___ Task input

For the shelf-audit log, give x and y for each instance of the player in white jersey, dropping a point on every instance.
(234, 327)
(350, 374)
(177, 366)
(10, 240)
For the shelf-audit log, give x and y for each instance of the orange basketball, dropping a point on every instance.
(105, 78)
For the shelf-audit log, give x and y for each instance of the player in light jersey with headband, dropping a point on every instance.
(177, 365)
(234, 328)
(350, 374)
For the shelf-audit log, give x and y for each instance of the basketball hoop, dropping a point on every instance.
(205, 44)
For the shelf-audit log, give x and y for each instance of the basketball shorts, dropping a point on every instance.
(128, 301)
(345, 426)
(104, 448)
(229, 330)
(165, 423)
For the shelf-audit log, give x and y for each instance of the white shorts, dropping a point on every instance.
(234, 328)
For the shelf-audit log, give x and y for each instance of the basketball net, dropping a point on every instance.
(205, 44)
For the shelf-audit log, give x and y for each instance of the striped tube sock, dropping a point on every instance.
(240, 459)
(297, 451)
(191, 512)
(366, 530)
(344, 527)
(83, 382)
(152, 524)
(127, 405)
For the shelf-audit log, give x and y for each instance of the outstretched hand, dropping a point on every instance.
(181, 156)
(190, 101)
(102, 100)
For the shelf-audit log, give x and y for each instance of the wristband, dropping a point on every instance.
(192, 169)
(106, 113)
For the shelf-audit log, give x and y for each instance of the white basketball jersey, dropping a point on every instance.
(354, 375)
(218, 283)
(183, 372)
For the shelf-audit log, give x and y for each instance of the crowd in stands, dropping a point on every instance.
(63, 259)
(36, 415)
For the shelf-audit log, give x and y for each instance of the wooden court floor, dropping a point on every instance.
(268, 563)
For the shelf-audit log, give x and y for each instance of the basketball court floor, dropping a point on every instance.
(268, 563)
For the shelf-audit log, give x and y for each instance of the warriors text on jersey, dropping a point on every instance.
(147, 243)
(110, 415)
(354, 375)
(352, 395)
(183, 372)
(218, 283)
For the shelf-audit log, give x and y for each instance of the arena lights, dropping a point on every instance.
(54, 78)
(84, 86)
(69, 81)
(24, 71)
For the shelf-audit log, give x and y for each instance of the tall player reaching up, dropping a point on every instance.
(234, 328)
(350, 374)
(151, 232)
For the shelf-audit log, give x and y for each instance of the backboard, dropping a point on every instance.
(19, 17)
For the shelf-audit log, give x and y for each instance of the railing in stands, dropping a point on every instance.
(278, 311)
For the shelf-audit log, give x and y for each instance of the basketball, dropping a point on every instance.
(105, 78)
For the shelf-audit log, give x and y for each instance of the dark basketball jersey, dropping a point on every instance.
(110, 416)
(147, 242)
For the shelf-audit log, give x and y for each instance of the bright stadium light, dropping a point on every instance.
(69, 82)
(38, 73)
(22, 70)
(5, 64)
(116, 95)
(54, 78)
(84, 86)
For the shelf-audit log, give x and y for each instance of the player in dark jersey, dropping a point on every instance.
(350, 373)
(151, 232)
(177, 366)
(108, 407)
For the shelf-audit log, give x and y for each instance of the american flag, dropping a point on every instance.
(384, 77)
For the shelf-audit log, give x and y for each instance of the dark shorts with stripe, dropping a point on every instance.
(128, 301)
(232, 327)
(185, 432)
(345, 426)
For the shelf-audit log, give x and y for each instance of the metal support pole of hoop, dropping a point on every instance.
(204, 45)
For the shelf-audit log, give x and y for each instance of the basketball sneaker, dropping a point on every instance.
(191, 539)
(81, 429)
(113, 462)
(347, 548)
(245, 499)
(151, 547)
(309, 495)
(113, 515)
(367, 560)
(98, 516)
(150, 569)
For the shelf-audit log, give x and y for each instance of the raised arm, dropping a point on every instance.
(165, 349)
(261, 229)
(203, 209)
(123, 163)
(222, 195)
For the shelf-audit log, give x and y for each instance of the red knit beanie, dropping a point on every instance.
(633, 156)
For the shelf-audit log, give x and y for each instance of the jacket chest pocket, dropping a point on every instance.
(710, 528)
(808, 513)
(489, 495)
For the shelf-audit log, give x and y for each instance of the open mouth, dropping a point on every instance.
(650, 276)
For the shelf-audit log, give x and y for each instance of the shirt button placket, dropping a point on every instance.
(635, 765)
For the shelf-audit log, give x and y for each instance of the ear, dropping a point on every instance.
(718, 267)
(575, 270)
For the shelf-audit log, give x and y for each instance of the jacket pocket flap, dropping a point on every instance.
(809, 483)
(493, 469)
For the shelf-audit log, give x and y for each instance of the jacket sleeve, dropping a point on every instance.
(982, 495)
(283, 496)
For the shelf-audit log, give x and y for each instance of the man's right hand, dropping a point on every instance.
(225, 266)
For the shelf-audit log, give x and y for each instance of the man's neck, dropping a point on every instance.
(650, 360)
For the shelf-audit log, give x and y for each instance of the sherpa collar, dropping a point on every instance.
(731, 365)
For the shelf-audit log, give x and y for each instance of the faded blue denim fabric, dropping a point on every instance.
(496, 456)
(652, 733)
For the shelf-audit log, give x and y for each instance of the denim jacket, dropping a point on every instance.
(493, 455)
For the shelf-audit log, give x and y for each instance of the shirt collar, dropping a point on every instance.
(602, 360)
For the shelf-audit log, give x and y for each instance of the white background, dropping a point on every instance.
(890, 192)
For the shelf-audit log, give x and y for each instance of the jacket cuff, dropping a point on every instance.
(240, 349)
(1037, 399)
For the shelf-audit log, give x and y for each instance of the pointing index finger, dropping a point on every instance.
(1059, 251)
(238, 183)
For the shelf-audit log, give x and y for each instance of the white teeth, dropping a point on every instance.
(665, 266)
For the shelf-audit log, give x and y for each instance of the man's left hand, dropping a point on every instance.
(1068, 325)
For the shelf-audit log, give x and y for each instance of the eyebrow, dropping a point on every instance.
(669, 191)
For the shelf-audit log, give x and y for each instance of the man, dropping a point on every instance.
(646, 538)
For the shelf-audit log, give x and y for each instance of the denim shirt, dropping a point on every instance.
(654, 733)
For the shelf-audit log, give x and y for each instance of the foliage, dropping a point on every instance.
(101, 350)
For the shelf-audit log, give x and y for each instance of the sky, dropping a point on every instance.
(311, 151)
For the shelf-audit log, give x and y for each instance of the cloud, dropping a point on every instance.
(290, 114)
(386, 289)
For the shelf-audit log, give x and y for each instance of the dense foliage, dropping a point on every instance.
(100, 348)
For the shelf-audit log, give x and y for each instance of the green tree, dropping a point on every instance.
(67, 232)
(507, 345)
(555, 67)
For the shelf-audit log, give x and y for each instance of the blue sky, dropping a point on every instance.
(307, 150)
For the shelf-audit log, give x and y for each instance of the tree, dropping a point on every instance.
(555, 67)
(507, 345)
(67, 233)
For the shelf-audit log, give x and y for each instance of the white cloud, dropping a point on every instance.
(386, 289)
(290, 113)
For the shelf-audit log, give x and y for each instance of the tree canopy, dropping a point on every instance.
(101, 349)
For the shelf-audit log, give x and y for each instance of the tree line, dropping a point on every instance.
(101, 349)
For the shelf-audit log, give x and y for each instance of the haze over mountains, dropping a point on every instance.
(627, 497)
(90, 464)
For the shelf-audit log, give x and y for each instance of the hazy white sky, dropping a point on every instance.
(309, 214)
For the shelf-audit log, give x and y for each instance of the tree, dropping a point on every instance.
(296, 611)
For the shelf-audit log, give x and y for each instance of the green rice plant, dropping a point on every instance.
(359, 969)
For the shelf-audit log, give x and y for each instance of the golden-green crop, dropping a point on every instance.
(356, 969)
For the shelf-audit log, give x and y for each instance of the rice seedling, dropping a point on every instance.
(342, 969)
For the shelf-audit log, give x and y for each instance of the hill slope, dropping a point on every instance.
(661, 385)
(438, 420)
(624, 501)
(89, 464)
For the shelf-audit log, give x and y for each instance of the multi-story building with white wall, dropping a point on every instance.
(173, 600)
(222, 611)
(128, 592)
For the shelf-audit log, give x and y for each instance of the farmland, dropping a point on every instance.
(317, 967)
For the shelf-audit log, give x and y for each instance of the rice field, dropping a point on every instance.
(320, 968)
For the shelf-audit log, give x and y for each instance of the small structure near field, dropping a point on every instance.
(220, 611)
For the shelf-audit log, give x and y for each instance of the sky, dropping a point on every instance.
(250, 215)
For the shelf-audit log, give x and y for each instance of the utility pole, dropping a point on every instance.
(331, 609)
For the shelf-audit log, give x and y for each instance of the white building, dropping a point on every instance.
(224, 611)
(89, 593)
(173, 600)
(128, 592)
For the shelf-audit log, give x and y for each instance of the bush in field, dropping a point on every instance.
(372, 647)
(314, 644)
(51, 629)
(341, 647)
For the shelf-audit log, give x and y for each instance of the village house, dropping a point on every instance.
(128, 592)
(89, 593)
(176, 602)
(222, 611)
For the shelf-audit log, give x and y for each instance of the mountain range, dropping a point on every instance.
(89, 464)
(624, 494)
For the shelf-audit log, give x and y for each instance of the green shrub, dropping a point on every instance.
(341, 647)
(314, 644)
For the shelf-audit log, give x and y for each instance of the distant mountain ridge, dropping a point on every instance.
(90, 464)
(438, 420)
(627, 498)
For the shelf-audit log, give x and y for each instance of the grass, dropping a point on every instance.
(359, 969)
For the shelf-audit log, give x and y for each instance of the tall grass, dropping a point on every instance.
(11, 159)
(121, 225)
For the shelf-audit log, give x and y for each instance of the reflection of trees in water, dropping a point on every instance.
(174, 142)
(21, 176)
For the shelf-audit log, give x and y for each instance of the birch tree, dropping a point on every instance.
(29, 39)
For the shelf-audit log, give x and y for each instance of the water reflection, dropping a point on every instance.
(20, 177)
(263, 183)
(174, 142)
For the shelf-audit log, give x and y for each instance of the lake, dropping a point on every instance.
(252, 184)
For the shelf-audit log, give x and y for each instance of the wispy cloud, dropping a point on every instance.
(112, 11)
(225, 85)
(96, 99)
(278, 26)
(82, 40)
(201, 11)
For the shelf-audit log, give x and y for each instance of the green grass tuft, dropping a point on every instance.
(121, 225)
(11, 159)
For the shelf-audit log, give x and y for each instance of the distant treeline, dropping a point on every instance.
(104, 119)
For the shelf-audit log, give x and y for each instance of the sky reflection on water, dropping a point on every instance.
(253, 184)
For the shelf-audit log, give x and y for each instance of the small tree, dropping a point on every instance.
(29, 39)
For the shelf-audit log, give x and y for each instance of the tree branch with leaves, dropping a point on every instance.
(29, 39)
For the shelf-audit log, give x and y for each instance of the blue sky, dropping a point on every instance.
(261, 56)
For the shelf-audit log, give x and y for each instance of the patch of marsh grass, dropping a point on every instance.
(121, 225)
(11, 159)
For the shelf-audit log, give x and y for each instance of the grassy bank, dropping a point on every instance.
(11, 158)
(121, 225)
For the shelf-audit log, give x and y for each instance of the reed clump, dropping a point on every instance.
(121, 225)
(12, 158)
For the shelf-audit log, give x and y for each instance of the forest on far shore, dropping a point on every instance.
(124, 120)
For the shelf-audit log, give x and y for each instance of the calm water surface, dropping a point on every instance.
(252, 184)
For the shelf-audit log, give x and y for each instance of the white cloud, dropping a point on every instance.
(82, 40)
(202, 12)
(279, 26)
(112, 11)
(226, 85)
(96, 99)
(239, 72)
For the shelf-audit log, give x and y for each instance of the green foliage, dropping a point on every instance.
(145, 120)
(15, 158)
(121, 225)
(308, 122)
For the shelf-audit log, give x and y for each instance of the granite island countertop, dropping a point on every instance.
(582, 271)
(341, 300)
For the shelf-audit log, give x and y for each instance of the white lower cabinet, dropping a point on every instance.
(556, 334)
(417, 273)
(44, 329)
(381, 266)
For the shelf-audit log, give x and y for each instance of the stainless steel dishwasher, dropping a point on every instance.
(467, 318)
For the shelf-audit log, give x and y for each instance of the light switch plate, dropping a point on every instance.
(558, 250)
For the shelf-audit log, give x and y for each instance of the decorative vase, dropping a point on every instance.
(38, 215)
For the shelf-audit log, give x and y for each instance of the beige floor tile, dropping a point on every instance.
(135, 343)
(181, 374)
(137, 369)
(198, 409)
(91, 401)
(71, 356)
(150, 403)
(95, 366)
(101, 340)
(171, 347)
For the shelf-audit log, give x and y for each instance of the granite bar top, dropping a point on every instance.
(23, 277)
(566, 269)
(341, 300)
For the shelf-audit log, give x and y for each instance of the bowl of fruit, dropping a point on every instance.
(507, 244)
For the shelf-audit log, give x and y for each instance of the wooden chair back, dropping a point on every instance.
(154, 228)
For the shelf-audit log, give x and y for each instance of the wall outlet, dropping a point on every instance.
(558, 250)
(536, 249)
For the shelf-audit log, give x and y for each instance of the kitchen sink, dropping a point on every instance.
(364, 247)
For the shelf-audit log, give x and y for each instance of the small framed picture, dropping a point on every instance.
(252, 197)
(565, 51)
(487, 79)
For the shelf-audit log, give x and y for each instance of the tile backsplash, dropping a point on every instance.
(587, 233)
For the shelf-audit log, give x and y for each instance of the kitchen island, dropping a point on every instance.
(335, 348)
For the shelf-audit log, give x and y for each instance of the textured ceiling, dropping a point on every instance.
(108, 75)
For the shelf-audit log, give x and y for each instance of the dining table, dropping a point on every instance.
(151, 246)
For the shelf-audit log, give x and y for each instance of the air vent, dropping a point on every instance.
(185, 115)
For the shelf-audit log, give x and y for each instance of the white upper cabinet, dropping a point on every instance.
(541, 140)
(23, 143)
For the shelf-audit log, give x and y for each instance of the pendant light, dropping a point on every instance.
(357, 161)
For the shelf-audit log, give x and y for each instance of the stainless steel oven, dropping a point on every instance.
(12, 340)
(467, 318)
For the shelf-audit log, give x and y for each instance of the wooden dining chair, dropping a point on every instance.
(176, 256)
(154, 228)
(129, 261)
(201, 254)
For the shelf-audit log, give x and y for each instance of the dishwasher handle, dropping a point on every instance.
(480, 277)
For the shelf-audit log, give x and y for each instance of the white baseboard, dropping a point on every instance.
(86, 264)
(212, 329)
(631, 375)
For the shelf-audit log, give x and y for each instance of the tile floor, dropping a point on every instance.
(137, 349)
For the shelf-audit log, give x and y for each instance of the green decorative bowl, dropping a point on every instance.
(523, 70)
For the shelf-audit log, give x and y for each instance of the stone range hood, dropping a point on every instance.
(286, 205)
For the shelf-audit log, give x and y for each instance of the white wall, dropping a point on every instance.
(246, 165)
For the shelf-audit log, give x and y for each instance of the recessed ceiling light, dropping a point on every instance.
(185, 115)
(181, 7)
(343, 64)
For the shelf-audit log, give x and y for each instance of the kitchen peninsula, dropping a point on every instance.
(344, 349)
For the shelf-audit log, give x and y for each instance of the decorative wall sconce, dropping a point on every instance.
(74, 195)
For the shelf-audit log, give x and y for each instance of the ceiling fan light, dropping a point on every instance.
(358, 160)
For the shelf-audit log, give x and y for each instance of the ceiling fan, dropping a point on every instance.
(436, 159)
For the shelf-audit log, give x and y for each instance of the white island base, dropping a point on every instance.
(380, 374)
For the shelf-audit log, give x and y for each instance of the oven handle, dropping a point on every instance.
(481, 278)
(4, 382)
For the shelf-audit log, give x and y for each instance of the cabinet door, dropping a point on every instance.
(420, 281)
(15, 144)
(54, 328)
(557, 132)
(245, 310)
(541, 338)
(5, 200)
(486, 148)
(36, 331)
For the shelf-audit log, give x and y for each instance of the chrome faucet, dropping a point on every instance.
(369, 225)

______

# Requirement
Starting with the line that contains "sconce, dropping a point on every instance.", output every line through the end of the listing above, unchanged.

# Exercise output
For the shelf-audit log, give x and y for each instance of the decorative wall sconce, dropping a point on every instance.
(74, 195)
For the shelf-audit log, give x and y for each instance of the ceiling fan light, dropping a point on every instance.
(358, 160)
For the shelf-audit log, give x and y for each instance of the ceiling fan, dropping a point on every instance.
(436, 159)
For the shelf-audit log, give x and y for each instance of the white island base, dropping a point on every instance.
(380, 374)
For the shelf-audit log, give x and y for each instance of the oven handle, dropping a point on every instance.
(481, 278)
(4, 382)
For the shelf-audit log, give x and y for each instance of the cabinet door, dropping a point on every instance.
(420, 281)
(15, 144)
(54, 328)
(557, 132)
(245, 310)
(541, 338)
(5, 200)
(486, 148)
(36, 331)
For the shelf-audit log, give x and y for each instance of the chrome faucet, dropping a point on every instance.
(369, 225)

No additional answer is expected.